Could you continue the Harry Greenway biography below, picking up right after its final sentence?

**Document extract**
▬▬▬▬▬▬

= Harry Greenway =

British politician (1934–2024)

Harry Greenway (4 October 1934 – 18 January 2024) was an English teacher who became a Conservative politician as the Member of Parliament for the Ealing North constituency from 1979 to 1997. He was especially passionate about horse-riding, introduced equestrian activities to the schools that he worked for and was the President of the Association of British Riding Schools for many years.

==Personal life and education==
Harry Greenway was born in Worcester, England on 4 October 1934, the son of John Kenneth Greenway and Violet Adelaide (née Bell). He married in 1969, Carol Elizabeth Helena, elder daughter of the late Major John Robert Thomas Hooper, barrister at law and Metropolitan Stipendiary Magistrate, and Dorinda Hooper (née de Courcy Ireland).

Greenway had two daughters, Elizabeth and Eveline, and one son, Mark. He was educated at Warwick School and the College of St Mark & St John, known as 'Marjon', originally based in Chelsea, London, and now in Plymouth, Devon, as the University of St Mark & St John. Greenway also attended the University of Caen, Normandy.

Greenway was a supporter of Aston Villa FC. He died after a long illness on 18 January 2024, at the age of 89.

▬▬▬▬▬▬

**Supplied material**
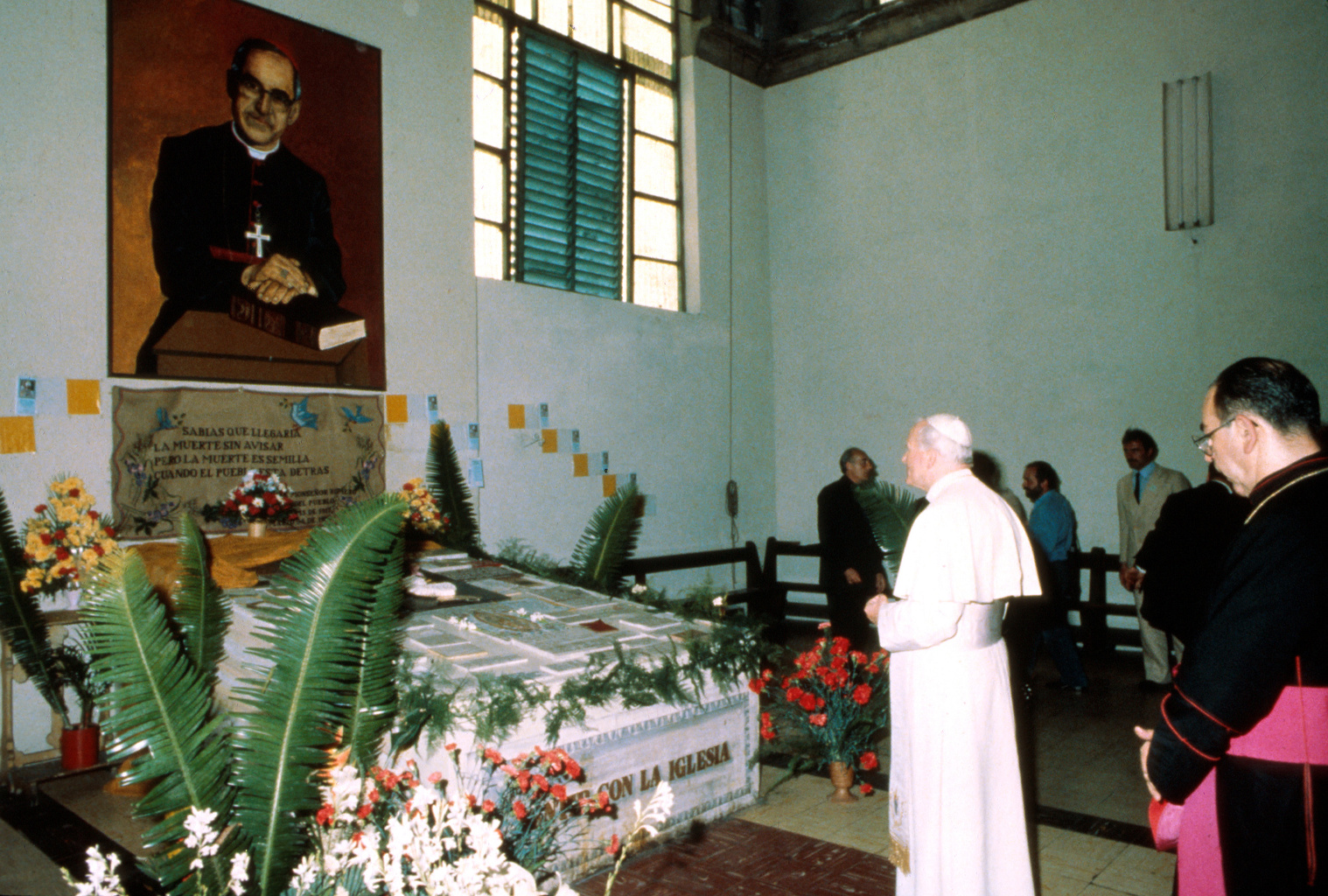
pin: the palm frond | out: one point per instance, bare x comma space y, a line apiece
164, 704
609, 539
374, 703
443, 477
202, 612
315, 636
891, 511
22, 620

▬▬▬▬▬▬

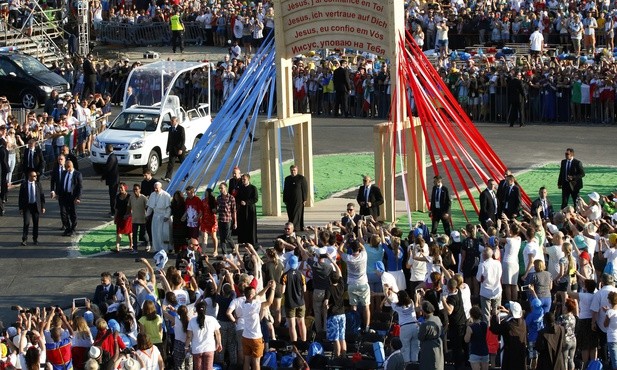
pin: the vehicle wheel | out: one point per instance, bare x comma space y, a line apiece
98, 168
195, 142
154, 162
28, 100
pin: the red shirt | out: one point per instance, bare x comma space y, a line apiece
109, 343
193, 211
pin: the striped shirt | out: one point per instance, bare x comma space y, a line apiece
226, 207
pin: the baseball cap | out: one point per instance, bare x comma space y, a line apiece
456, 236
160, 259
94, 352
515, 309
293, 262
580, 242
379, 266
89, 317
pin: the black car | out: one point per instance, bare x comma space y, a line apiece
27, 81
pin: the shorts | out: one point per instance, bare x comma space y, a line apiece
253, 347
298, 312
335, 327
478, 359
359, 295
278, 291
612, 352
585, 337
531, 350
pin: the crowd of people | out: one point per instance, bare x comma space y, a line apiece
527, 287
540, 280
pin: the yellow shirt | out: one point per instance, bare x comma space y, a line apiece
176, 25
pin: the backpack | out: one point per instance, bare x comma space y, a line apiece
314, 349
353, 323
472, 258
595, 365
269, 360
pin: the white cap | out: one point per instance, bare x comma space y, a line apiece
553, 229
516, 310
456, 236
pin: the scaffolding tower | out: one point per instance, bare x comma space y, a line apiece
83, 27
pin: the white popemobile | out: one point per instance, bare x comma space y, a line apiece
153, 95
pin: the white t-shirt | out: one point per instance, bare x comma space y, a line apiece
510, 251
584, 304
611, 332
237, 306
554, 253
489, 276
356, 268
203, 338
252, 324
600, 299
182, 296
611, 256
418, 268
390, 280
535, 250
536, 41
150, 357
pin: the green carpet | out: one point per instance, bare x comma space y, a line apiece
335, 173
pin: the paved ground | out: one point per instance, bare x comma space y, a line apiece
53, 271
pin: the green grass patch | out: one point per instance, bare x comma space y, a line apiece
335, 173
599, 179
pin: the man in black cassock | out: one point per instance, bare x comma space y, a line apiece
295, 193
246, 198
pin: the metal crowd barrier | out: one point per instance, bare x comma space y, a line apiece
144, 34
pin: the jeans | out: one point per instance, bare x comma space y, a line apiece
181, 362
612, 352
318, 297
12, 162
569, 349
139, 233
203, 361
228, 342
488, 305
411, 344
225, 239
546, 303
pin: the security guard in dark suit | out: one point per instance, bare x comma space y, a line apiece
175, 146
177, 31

▬▬▬▬▬▬

**Output for this exercise**
==Career in education==
During the 1960s he was a schoolteacher of English and sport, later becoming the head house master of Telford House at Sir William Collins Secondary School for boys (later mixed, and renamed South Camden Community School and then Regent High School), in Charrington Street, Somers Town, London, a large state comprehensive school of about 1,200 boys at the time. He introduced several new sports to the school, including horse riding and other equine activities, winter sports, and men's hockey. He later became deputy headmaster of Sedgehill Secondary School, a very large comprehensive school in south-east London with approximately 2,200 pupils, between 1972 and 1979.

==Career in politics==
Greenway contested Stepney at the Parliamentary election in 1970 and Stepney and Poplar in the two elections of February and October 1974. He was elected MP for Ealing North at the 1979 general election. He defeated the Labour candidate for Ealing North, Hilary Benn in both the subsequent 1983 and 1987 general elections. Greenway finally lost the seat to Labour's Stephen Pound at the 1997 general election. Greenway was appointed an Honorary Freeman of the London Borough of Ealing on 19 February 2008.

In 1992, Greenway, as a member of the Commons, was prosecuted for the common law offence of bribery of a person holding a public office. The case collapsed because of insufficient evidence of a related trial involving the Plasser railway machinery company.

Greenway was President of the Association of British Riding Schools (ABRS) for many years, until 2002. Greenway was interviewed in Michael Moore's TV Nation series (S1E9) about his views on caning in schools.

Greenway was a member of the council of the Open University, and in 2001 received an Honorary Doctorate from the university.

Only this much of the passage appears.